## START Data in this exercise
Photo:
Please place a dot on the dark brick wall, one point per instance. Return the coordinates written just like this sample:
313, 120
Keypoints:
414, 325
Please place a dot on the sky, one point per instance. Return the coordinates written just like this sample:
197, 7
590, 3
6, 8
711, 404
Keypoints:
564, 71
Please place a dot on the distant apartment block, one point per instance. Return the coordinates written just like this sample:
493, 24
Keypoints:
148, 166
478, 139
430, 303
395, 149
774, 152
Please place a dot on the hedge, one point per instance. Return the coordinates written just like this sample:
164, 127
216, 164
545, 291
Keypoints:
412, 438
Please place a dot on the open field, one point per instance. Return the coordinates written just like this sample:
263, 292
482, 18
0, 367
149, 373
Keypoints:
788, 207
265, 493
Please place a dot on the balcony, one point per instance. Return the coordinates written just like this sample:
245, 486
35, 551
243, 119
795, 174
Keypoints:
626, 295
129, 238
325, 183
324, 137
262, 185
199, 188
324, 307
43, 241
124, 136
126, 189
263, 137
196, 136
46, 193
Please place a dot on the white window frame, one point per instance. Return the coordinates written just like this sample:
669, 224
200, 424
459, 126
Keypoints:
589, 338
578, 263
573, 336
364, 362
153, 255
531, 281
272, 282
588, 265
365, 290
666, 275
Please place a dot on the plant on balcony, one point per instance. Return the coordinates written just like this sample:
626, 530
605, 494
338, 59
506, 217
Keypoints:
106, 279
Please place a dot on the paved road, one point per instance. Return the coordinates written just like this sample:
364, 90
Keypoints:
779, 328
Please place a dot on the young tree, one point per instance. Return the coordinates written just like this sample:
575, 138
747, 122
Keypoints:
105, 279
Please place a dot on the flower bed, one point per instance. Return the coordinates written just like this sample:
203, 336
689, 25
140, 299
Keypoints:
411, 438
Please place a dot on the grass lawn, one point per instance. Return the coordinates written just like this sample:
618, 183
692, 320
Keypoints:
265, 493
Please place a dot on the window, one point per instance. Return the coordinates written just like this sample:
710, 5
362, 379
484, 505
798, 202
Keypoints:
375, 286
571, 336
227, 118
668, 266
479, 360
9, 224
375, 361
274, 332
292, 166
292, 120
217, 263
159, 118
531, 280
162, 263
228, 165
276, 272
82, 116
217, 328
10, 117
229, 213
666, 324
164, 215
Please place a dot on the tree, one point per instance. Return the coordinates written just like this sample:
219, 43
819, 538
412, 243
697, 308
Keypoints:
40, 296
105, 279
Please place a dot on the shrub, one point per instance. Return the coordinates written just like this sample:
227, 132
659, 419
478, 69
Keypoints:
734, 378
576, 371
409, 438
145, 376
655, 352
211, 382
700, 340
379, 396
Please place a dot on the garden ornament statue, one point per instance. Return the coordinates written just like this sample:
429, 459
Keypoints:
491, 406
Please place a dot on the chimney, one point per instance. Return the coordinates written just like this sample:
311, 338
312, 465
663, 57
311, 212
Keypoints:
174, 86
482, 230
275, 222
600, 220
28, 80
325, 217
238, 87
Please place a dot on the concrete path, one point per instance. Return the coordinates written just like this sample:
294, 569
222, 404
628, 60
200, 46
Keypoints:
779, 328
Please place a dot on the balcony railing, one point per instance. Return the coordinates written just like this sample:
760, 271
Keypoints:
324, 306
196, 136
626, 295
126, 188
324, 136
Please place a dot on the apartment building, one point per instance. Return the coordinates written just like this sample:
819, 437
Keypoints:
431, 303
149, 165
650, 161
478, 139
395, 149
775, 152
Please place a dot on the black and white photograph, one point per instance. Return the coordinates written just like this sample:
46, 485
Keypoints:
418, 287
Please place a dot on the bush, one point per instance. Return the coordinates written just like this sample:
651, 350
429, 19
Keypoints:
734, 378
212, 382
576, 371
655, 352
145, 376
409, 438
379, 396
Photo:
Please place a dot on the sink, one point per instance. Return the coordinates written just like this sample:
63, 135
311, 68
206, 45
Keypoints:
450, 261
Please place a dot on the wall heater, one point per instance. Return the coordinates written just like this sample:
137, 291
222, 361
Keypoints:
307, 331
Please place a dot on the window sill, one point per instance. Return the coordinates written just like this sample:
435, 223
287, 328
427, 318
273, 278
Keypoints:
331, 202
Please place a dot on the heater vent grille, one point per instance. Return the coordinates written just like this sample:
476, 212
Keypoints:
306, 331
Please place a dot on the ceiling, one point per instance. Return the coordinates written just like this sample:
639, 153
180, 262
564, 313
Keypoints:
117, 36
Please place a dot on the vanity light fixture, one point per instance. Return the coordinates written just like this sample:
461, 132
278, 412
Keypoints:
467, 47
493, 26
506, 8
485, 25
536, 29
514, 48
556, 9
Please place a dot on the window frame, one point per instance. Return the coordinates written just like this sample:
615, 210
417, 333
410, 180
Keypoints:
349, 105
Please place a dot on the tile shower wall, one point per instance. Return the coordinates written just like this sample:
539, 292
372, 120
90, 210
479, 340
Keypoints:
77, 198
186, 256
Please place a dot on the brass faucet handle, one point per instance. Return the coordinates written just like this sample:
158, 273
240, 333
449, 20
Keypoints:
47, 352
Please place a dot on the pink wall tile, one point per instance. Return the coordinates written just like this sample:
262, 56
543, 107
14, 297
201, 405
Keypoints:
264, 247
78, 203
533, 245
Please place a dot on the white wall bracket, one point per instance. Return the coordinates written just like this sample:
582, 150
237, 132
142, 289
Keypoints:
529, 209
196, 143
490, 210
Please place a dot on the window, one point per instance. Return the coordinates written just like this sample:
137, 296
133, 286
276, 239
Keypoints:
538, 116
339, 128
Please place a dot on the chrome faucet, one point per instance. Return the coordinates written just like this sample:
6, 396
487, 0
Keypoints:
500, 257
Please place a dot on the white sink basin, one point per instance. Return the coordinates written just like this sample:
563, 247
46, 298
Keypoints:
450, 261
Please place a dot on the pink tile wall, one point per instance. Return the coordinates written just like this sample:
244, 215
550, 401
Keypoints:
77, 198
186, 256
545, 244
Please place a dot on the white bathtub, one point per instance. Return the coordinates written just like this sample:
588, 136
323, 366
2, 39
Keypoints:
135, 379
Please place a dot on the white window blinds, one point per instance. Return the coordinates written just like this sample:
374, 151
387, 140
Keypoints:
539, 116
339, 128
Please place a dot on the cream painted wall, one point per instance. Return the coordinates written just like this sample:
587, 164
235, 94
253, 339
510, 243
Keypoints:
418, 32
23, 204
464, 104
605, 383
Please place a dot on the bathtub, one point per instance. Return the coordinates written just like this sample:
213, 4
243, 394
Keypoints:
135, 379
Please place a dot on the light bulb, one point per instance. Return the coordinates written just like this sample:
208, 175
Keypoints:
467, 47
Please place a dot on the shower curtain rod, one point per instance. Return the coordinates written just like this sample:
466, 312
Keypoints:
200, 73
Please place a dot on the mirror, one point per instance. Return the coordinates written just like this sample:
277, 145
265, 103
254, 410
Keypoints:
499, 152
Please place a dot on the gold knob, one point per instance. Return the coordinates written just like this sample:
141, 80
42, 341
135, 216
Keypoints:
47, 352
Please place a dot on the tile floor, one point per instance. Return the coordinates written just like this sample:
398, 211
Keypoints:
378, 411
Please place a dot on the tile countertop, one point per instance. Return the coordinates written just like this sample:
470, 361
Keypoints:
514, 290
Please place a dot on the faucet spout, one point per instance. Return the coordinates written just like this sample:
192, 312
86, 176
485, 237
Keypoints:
## END Data in this exercise
Do this:
Go back to the listing above and please repeat it exactly.

Full answer:
Photo:
Please place a dot on the dark brick wall, one point per instance. Return the coordinates written just like this sample:
313, 120
Keypoints:
414, 325
Please place a dot on the sky, one point per instance. Return the coordinates written just like this sample:
197, 7
590, 3
6, 8
711, 404
Keypoints:
564, 71
Please place a dot on the distant apartment block, one point per instance. Return the coordinates written just like this sample:
493, 24
Keypoints:
148, 166
478, 139
430, 303
395, 149
774, 152
Please place a dot on the hedge, one point per instance. Return the coordinates written just like this sample:
164, 127
216, 164
545, 291
Keypoints:
412, 438
Please place a dot on the open field, one point per instance. Return the coordinates written just like this sample:
263, 292
482, 18
0, 367
149, 373
Keypoints:
788, 207
265, 493
Please place a dot on the balcony, one point per instance. Return the coordinates written just like this sample:
245, 486
35, 551
243, 119
795, 174
Keypoints:
626, 295
129, 238
325, 183
324, 137
262, 185
199, 188
324, 307
43, 241
124, 136
126, 189
263, 137
196, 136
46, 193
Please place a dot on the white window frame, one point per instance. Return the coordinates written just like this sample:
669, 224
200, 424
459, 126
Keypoints:
589, 338
578, 263
573, 336
364, 362
153, 255
531, 281
272, 282
588, 265
365, 290
666, 275
Please place a dot on the plant on balcony, one point per instance. Return the coordinates written just like this sample:
626, 530
605, 494
338, 59
506, 217
Keypoints:
106, 279
Please place a dot on the paved road, one point per instance. Return the coordinates written just like this sample:
364, 90
Keypoints:
779, 328
Please place a dot on the young tree, one point per instance. Return the coordinates written just like this sample:
575, 138
747, 122
Keypoints:
105, 279
Please place a dot on the flower bed, one point per instance. Return the coordinates written just like this sample:
203, 336
689, 25
140, 299
Keypoints:
411, 438
Please place a dot on the grass lawn, one point per instance. Return the coordinates written just like this sample:
618, 183
692, 320
Keypoints:
265, 493
Please place a dot on the window, one point per instance. Return the coordinates written just like this sample:
710, 5
362, 379
484, 505
798, 202
Keypoints:
375, 286
571, 336
227, 118
668, 266
479, 360
9, 224
375, 361
274, 332
292, 166
292, 120
217, 263
159, 118
531, 280
162, 263
228, 165
276, 272
82, 116
217, 328
10, 117
229, 213
666, 324
164, 215
Please place a dot on the tree, one point per instance. Return the coordinates written just like this sample:
219, 43
819, 538
412, 243
697, 308
Keypoints:
40, 296
105, 279
Please place a dot on the shrub, one point per instance. Return the coordinates written just like this sample:
227, 132
659, 419
478, 69
Keypoints:
734, 378
576, 371
409, 438
145, 376
655, 352
211, 382
700, 340
379, 396
Please place a dot on the garden ornament statue, one point per instance. Return the coordinates written just like this sample:
429, 459
Keypoints:
491, 406
Please place a dot on the chimney, one point per instance. Return the coordinates written just like this sample:
311, 338
312, 465
663, 57
311, 212
Keypoints:
174, 86
482, 230
275, 222
600, 220
28, 80
325, 217
238, 87
Please place a dot on the concrete path, one point per instance. Return the coordinates written just like this sample:
294, 569
222, 404
628, 60
200, 46
Keypoints:
779, 328
Please place a dot on the balcony railing, one point per instance. Return the coordinates written just like this sample:
760, 271
Keypoints:
324, 306
196, 136
626, 295
126, 188
324, 136
Please place a dot on the apartment building, one point per instance. Return the coordinates written just like this sample:
819, 437
Keypoints:
431, 303
149, 165
650, 161
478, 139
395, 149
775, 152
Please place a dot on the black and white photograph, one point per instance. Return the coordinates written just like this sample:
46, 485
Keypoints:
418, 287
Please place a dot on the bush, one point per instance. Return the coordinates written just like this sample:
651, 350
429, 19
Keypoints:
734, 378
212, 382
576, 371
655, 352
145, 376
409, 438
379, 396
Photo:
Please place a dot on the sink, one point per instance. Return the coordinates written just like this sample:
63, 135
311, 68
206, 45
Keypoints:
450, 261
Please place a dot on the wall heater, one point per instance. Return the coordinates written just like this sample:
137, 291
222, 361
Keypoints:
307, 331
Please place a dot on the window sill, one point per instance. Return the coordinates written just like this sample:
435, 223
287, 328
427, 318
273, 278
Keypoints:
331, 202
Please place a dot on the heater vent grille, one point per instance. Return the coordinates written just like this sample:
476, 212
Keypoints:
306, 331
Please place a dot on the ceiling, one point per instance. Return the coordinates written just like this sample:
639, 153
180, 262
564, 313
Keypoints:
117, 36
Please place a dot on the vanity light fixture, one point per instance. Return the coordinates written just like this sample:
461, 132
278, 412
Keypoints:
467, 47
493, 26
506, 8
485, 25
536, 29
514, 48
556, 9
Please place a dot on the window frame, one point per instance. Return the coordinates written just like this sample:
615, 210
417, 333
410, 180
Keypoints:
349, 105
Please place a dot on the tile shower wall, one point per instance. Return the coordinates written just like this sample:
539, 292
372, 120
90, 210
479, 340
Keypoints:
77, 198
186, 256
Please place a dot on the brass faucet handle, one point per instance. Return the coordinates written just like this sample:
158, 273
240, 333
449, 20
Keypoints:
47, 352
Please place a dot on the pink wall tile, one point per instance. Return the coordinates written just like this sample:
262, 56
543, 107
14, 297
201, 405
Keypoints:
264, 247
78, 203
533, 245
Please place a dot on the white wall bracket, one point per instance. Return the coordinates written just like this sample:
582, 150
237, 132
142, 289
Keypoints:
529, 209
196, 143
490, 210
Please place a dot on the window, one point per instance. Return the coordinates written just like this sample:
137, 296
133, 286
276, 239
Keypoints:
538, 116
339, 128
Please place a dot on the chrome faucet, one point per instance. Return the coordinates written just like this sample:
6, 396
487, 0
Keypoints:
500, 257
Please place a dot on the white sink basin, one point per instance. Return the coordinates written just like this sample:
563, 247
46, 298
Keypoints:
450, 261
Please place a dot on the pink tile wall, one point per instance. Return the coordinates written just like this sample:
244, 215
550, 401
Keypoints:
77, 198
186, 256
545, 244
Please place a dot on the white bathtub, one point per instance. Return the coordinates written just like this sample:
588, 136
323, 366
2, 39
Keypoints:
135, 379
Please place a dot on the white window blinds, one point per instance. Return the coordinates written just like this sample:
374, 151
387, 140
Keypoints:
539, 116
339, 128
Please place a dot on the cream painted wall, one point per instance. Return the coordinates written just like this sample:
587, 164
235, 94
253, 339
510, 243
Keypoints:
418, 32
23, 204
464, 104
605, 383
Please place a dot on the bathtub, one point per instance. Return the coordinates written just like this sample:
213, 4
243, 394
Keypoints:
135, 379
Please place a dot on the light bulb, one point per instance. Return the coordinates written just like this sample:
208, 175
Keypoints:
467, 47
Please place a dot on the shower curtain rod, one point per instance. Return the coordinates written just like this sample:
466, 312
Keypoints:
200, 73
Please place a dot on the mirror, one point per instance. Return the coordinates written just like this sample:
277, 145
265, 103
254, 410
Keypoints:
499, 152
Please place a dot on the gold knob, one point per instance. Return the coordinates written just like this sample:
141, 80
42, 341
135, 216
Keypoints:
47, 352
Please place a dot on the tile floor, one point per instance. Return the coordinates written just like this sample:
398, 211
Keypoints:
378, 411
Please place a dot on the tile countertop, one point per instance. Return the coordinates written just like this sample:
470, 361
Keypoints:
514, 290
Please place a dot on the faucet spout, one point per instance. Return the coordinates written just like this sample:
192, 312
86, 176
485, 237
Keypoints:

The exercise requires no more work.